Reproduce, word for word, the stretch of lines from the one containing "target: shrub" through the last line.

------------------------------------

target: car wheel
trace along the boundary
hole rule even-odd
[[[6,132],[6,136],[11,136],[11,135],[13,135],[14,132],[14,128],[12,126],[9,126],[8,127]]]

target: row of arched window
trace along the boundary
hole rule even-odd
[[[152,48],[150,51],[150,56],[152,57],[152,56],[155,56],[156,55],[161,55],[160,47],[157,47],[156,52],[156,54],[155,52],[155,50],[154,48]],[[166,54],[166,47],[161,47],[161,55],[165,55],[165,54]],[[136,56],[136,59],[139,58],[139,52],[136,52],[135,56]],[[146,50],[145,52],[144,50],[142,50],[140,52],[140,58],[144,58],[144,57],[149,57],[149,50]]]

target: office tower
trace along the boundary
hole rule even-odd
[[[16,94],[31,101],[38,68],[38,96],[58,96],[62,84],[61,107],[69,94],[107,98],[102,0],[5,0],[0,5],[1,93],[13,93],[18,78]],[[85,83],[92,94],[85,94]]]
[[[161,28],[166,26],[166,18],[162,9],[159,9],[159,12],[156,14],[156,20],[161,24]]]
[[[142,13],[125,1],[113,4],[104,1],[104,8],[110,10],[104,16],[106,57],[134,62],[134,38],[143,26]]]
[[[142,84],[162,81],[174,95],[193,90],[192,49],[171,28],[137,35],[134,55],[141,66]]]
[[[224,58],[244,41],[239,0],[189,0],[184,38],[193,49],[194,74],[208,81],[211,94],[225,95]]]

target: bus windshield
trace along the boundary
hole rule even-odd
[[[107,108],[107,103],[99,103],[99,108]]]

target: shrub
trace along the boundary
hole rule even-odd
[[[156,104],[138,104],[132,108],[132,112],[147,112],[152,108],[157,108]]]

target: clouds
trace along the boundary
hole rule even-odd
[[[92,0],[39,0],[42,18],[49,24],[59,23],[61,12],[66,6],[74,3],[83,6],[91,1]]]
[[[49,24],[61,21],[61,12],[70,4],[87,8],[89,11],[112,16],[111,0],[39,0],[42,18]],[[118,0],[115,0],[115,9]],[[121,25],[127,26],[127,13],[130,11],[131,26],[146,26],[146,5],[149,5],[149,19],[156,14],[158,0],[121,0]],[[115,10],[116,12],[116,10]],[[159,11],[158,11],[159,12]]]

------------------------------------

▶ EXERCISE OUTPUT:
target: shrub
trace along the boundary
hole rule even-odd
[[[156,104],[138,104],[132,108],[132,112],[147,112],[152,108],[157,108]]]

target: clouds
trace along the boundary
hole rule even-odd
[[[92,0],[39,0],[42,18],[49,24],[59,23],[61,12],[66,6],[74,3],[83,6],[91,1]]]
[[[49,24],[61,21],[61,12],[70,4],[87,8],[89,11],[112,16],[111,0],[39,0],[42,18]],[[118,0],[115,0],[115,9]],[[121,25],[127,26],[127,13],[130,11],[131,26],[146,26],[146,5],[149,5],[149,19],[156,14],[158,0],[121,0]],[[115,10],[116,12],[116,10]],[[159,11],[158,11],[159,12]]]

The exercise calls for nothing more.